TEXT SECTION –
Whatever your answer to this question, I doubt anything I could say would change it. But I think a more interesting, and less explored, question is: why does the State side with the side it sides with? What possible motivation could it have for favoring “blacks” over “whites”? How could this strange phenomenon of the ruling underclass develop?

Of course, we know the official answer. The official answer is that Washington is good and sweet and true, and while it loves all its children it loves the poorest most of all. In other words, modulo a few foibles and imperfections which can no doubt be corrected, or “changed,” by electing Sen. Obama, what we are looking at here is the kingdom of Christ on earth—Blake’s New Jerusalem, in DC’s green and swampy land. Mr. Wilkinson and his ilk certainly do not cease from mental fight. Though I have to say their swords could be a little less sleepy in their hands. I’m sure after a quick breather they will be right back at us.

We can’t discount this answer too far. Because we are assuming that our opponents are sincere, we must assume that this story is what they actually believe. Our goal is not to uncover their subconscious, twisted desires or their evil secret plots. We can accept that a large number of people, many quite intelligent and thoughtful, do believe the official explanation of why Washington acts as it does. Similarly, since the beast is after all a democracy, the existence of this support base goes a long way toward explaining Washington’s actions.

But where did this whole crazed feedback loop come from? The idea that it’s just peachy for the State to systematically favor some of its citizens over others, simply on account of their skin color, is both (a) ludicrous in my own humble opinion, and (b) wildly inconsistent with many other beliefs which happen to be held by the exact same people.

GOAL –
Reproduce the passage on why the State sides as it does, copying everything from "We can’t discount" down to "exact same people.". The material has no part in this.

PROVIDED DATA –
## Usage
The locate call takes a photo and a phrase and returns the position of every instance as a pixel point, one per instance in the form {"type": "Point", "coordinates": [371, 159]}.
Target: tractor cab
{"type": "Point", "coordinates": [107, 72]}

WORKED ANSWER –
We can’t discount this answer too far. Because we are assuming that our opponents are sincere, we must assume that this story is what they actually believe. Our goal is not to uncover their subconscious, twisted desires or their evil secret plots. We can accept that a large number of people, many quite intelligent and thoughtful, do believe the official explanation of why Washington acts as it does. Similarly, since the beast is after all a democracy, the existence of this support base goes a long way toward explaining Washington’s actions.

But where did this whole crazed feedback loop come from? The idea that it’s just peachy for the State to systematically favor some of its citizens over others, simply on account of their skin color, is both (a) ludicrous in my own humble opinion, and (b) wildly inconsistent with many other beliefs which happen to be held by the exact same people.